**Supplied text:**
The past two years — with its pandemic, supply chain bottlenecks, and workforce disruptions — have ripped the bandages off the cobbled-together enterprise systems that have long been powering organizational finances, production, and human resources applications. In the rush to digital during this period, many managers realized they simply weren’t ready for the organizational changes that need to go with it — and met many surprises.
That’s the word from Paul Farrell, vice president of industry product management for Oracle NetSuite, who says that many best practices painstakingly learned, developed, and hardwired into company platforms prior to the year 2020 need to be, or already have been, thrown out the window. I recently had the opportunity to chat with Farrell, who states that the challenge is “technology is outpacing our best practices. With the pace of technology, there are new things that people don’t even know.”
Consider how, in the rush to digital, companies suddenly had new customers — from around the globe — they simply weren’t ready to handle. For example, he points out, one eco-packing company he works with suddenly saw demand go through the roof when Covid set in. The challenge, he relates, “they didn’t have unlimited capacity, so they had to change their whole business model to support their existing customers first. This need to change business models accelerated massively over the past two years.”
To be better prepared for surprises, many companies are opting for continuous planning that can change strategies or tactical moves on a moment’s notice — versus the quarterly, or even annual, planning that was standard practice, especially with ERP systems. “If you’re a manufacturer or a professional services company, you want to understand what’s coming down the pike, and use intelligent predictive solutions,” Farrell says. “You want to know what’s happening, today — not last quarter.”

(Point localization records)
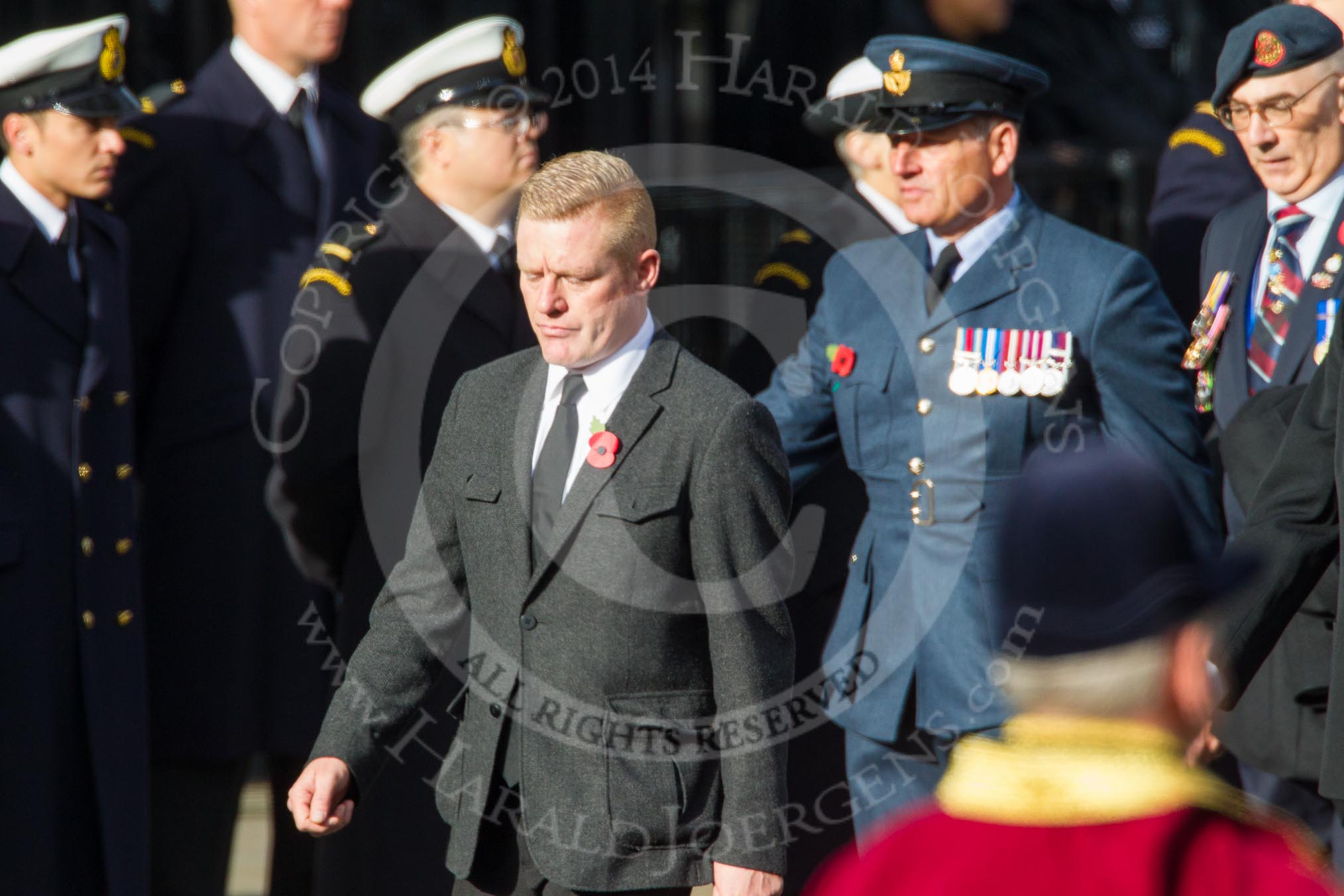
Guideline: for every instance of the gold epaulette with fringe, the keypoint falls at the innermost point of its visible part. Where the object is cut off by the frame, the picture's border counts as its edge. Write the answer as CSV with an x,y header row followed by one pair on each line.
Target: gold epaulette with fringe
x,y
787,272
325,276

**Task list:**
1 - Print the part of the article on enterprise planning that begins at the words "The past two years —" and stops after the words "met many surprises.".
2 - Answer these questions using the article on enterprise planning:
(a) What position does Paul Farrell hold?
(b) What kind of company saw demand go through the roof when Covid set in?
(c) What kind of planning are many companies choosing instead of quarterly or annual planning?
3 - Go on with the article on enterprise planning, starting after its last sentence.
The records are separate material and have no connection to the article on enterprise planning.

**Responses:**
1 -
The past two years — with its pandemic, supply chain bottlenecks, and workforce disruptions — have ripped the bandages off the cobbled-together enterprise systems that have long been powering organizational finances, production, and human resources applications. In the rush to digital during this period, many managers realized they simply weren’t ready for the organizational changes that need to go with it — and met many surprises.

2 -
(a) Vice president of industry product management for Oracle NetSuite.
(b) An eco-packing company.
(c) Continuous planning that can change strategies or tactical moves on a moment's notice.

3 -
Another instance in which technology is outpacing business processes and delivering surprises stems from the “servitization” of the manufacturing sector, transitioning from product producers into service provider. However, being a service provider requires a whole new way of looking at the customer relationships. There is opportunity to monitor product health and performance via connected sensors, and either provide software updates or alert maintenance teams to come out for repairs. “This means selling directly to consumers,” says Farrell. “There’s a bevy of destruction going on. A lot of manufacturers aren’t used to that. They’re not used to the way that information rolls out. How do they make sure that the customer has a consistent experience, regardless of the channel they use? How do we make sure products and services are available? Is the process the same?”
Many companies aren’t ready to answer these questions, he adds. “It’s one thing to be able to sell something, it’s another thing if whether you can build for it, integrate data and analytics, recognize revenue, and deliver a customer experience. Again, this accelerated massively.”
Another issue in which technology is outpacing business processes and delivering surprises comes from attempting to manage a global, highly distributed workforce. Enterprise systems need to adapt and grow with these changes, especially as corporate workforces evolve to accommodate nontraditional workforces that not only incorporate remote employees, but also part-time, contingent, and contract workers from across boundaries, Farrell says. The result of this rise in cross-border operations fueled by virtual work means an extremely diverse workforce beyond the scope of many traditional systems. “You’re seeing people leave to work in another country, since they can basically do everything virtually now. It adds a lot of complexity financially and operationally if you don’t have the right systems. Operationally, you want to see everyone as the same type of entity. This needs to be automated. It’s amazing how many systems don’t work this way.”